=== Required work ===
From the first line to the last, please write out the data exactly.

=== Data records ===
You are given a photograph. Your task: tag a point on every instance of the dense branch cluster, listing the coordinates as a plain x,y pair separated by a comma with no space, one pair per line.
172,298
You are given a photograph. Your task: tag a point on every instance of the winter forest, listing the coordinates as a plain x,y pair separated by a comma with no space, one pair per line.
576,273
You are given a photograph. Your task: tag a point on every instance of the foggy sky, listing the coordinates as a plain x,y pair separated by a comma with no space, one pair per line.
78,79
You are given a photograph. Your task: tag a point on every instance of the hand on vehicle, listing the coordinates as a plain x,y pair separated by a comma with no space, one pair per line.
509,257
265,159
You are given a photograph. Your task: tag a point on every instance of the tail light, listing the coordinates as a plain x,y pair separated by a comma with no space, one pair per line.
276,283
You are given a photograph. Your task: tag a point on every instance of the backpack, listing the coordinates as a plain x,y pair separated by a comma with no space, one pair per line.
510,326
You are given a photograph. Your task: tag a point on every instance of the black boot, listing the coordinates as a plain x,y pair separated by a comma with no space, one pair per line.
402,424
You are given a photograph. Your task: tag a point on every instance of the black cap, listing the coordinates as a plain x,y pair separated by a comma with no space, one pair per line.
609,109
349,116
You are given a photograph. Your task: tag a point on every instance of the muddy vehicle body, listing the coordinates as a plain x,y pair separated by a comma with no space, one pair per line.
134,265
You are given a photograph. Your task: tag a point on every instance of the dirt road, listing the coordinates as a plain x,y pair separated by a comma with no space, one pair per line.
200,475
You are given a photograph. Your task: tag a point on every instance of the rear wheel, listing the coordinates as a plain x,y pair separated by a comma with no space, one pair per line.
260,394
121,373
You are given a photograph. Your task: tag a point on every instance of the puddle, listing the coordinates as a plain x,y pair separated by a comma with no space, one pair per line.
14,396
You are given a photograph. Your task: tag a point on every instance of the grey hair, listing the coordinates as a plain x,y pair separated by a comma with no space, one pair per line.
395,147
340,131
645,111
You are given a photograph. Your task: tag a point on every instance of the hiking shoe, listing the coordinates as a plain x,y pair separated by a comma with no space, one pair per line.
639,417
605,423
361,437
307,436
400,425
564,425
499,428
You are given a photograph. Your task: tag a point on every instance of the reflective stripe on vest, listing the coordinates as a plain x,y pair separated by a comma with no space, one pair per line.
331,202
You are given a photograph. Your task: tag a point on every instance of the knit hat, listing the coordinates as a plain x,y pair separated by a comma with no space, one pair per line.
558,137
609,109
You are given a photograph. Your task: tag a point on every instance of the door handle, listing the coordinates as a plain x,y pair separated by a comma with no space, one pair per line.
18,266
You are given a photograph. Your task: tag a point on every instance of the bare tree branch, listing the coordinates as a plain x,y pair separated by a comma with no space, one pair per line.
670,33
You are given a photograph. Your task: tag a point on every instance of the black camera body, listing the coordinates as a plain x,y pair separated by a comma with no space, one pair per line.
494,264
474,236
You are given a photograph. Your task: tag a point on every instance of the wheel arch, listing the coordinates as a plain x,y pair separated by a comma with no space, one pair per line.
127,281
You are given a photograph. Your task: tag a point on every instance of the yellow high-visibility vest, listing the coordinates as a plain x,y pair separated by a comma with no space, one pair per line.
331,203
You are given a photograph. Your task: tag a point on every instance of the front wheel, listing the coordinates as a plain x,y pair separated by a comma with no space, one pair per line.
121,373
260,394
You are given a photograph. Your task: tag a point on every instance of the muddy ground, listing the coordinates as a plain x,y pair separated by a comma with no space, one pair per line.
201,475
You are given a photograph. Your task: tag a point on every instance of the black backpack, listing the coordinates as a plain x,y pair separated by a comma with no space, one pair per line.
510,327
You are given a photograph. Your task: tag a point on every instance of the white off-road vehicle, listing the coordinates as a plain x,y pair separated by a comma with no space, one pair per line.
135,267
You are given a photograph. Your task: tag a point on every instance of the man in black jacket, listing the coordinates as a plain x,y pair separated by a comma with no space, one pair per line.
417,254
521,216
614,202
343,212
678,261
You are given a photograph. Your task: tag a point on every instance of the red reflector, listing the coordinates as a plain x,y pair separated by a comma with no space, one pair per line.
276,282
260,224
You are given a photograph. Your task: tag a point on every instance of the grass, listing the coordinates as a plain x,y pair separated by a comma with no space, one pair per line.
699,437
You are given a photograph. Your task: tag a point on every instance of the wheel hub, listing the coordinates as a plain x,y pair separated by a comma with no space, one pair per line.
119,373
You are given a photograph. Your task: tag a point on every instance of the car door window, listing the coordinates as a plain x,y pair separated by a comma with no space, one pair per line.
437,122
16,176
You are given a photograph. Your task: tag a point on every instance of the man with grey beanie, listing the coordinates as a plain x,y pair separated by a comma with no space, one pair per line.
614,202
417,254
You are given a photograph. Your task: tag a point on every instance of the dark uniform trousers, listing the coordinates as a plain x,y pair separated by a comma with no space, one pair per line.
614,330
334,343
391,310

=== Answer for this exercise ===
You are given a photograph. Your task: tag a point on every instance of the dense branch cluster, listing the coordinates as a plain x,y pair separated by a comma with no space, one pair per line.
172,298
You are given a photograph. Your task: tag a point on every instance of the winter forest, listing the coordinates as a plain x,y pair separated by a comma with no space, one pair per line.
576,273
You are given a photograph. Your task: tag a point on every instance of the foggy sky, listing the coordinates as a plain x,y pair separated by a comma with no space, one pair per line.
78,79
You are given a photograph. Your task: tag a point on every instance of the hand on vehicle, listing the coordinates as a plain x,y pair separated by a comma with no space, one pair per line.
509,257
265,159
You are given a photograph. Your task: tag a point on every instance of the tail light, listing the coordinates as a plain x,y pair separated by a comma with no space, one pair per line.
276,283
You are given a photograph. Your task: tag a point on every instance of the backpack, listing the coordinates as a plain x,y pair separated by a comma with no space, one pair per line.
510,326
You are given a photograph. Your task: tag a point on every instance of the black boot, listing the coordinates as a plain x,y pair separated by a comma with no space, one pair per line.
402,424
You are given a photograph. Your task: tag a point on every instance of the black cap, listing the coordinates as a plain x,y pair separated by a comma with no space, one pair per line.
609,109
349,116
You are given a photograph. Your task: tag a point on every instance of the muddy vehicle body, listing the coordinates as a plain x,y pair separated by a comma with no space, one pair per line.
134,265
You are given a photograph. Your task: tag a point on every instance of the dirt road, listing the coordinates as a plain x,y pair separated by a comma with no space, one pair per line.
200,475
You are given a photograph. Your task: tag a point on every instance of the rear wheel, listing the coordinates as a plain x,y pair separated by a comma with no space, one pair per line.
260,394
121,373
You are given a photograph. Your task: tag a point on every instance of the puddle, listing the coordinates as a plain x,y pair separated by a comma with no space, one pair per line.
14,396
You are given a photograph. Your task: tag a point on every instance of the grey hair, listing the coordinates as a plain x,y pair separated by a comma with no space, one pair per line.
395,147
340,131
645,111
You are given a photograph. Your task: tag a point on every instance of the hiking shoe, listing the coordinates as a plain x,y pair separated by a comma with no space, one pair per line.
639,417
605,423
361,437
307,436
400,425
564,425
499,428
You are given a photograph. Your task: tag a point on every instance of the reflective stripe on vest, listing the coordinates as a plain x,y pair separated by a comma with no space, one pair per line.
331,202
You are given a photograph. Your task: tag a point on every instance of the knit hat, listing the coordinates as a plain x,y pair separated by a comma with no space, one pair per line.
558,137
609,109
You are given a photograph. Your task: tag a point on every instance of the door handle, listing the coordinates as a plain x,y pair separated by a comma with no space, one pair per line.
18,266
You are given a photograph. Your task: tag a point on every instance of the bare tree branch, listing the coordinates as a plain x,y pair separated by a comma with no space, one pair per line.
670,33
You are given a photograph. Your task: tag a point on every instance of the black camera body, listing the coordinates as a plain x,y pair separated by a comma with no space, one pair per line.
494,264
474,236
You are given a photograph. Your task: tag a point on every instance of the wheel arch, listing the coordinates as a plain x,y pair separated by a comma with no space, one pair per line.
127,281
You are given a photograph. Your task: tag a point on every instance of the yellow high-visibility vest, listing the coordinates as a plain x,y pair separated by a comma with no space, one pair per line.
331,203
You are given a photograph. Your task: tag a point on every instance of the front wheel, listing the coordinates as a plain x,y pair separated by a comma with no space, one pair per line.
121,373
260,394
You are given a photograph. Your task: tag a point on every instance of the muddy ground, listing the coordinates as a plain x,y pair separated by a comma with no space, one pair per line.
201,475
You are given a photograph. Your task: tag a point on every instance of the black backpack, listing the coordinates as a plain x,y pair separated by a comma with no space, one pair per line.
510,327
You are given a photograph. Your task: tag a point on every instance of the white off-road vehicle, listing the coordinates as a plain x,y pair separated by a comma with no space, one pair per line.
135,267
You are given a photograph. Your task: tag a point on every instance of the man in black jacket, listing the coordinates as a plain x,y pair separated by a comma with no space, one pair per line.
417,254
521,216
614,202
343,212
678,261
You are given a photograph. Your task: tag a point on every instance of the red reflector, listing the coordinates as a plain x,y pair separated by a comma with no space, one pair per line.
276,282
260,224
You are given a photograph. Your task: tag a point on every instance of the grass, listing the coordinates as a plain x,y pair separated by a comma with no space, one pair per line.
699,437
You are given a photograph. Your task: tag a point on every instance of the wheel hub, listing the coordinates as a plain x,y pair separated by a comma with no space, one pair per line.
119,373
You are given a photograph. Your task: tag a point on every instance of the car door window, listing the coordinates as a plain x,y pair separated by a comma with no space, one pair per line.
437,122
16,176
You are given a photograph. Your task: tag a point on every instance of the man with grey beanie, listing the coordinates as a plain x,y pair separated by a comma with no space, one pair per line.
614,202
417,254
You are given a photograph. Your task: tag a point on every instance of the dark uniform trousers, listing the coordinates as a plain x,y pair separated by a comma with no space, one pair per line.
614,330
334,343
391,310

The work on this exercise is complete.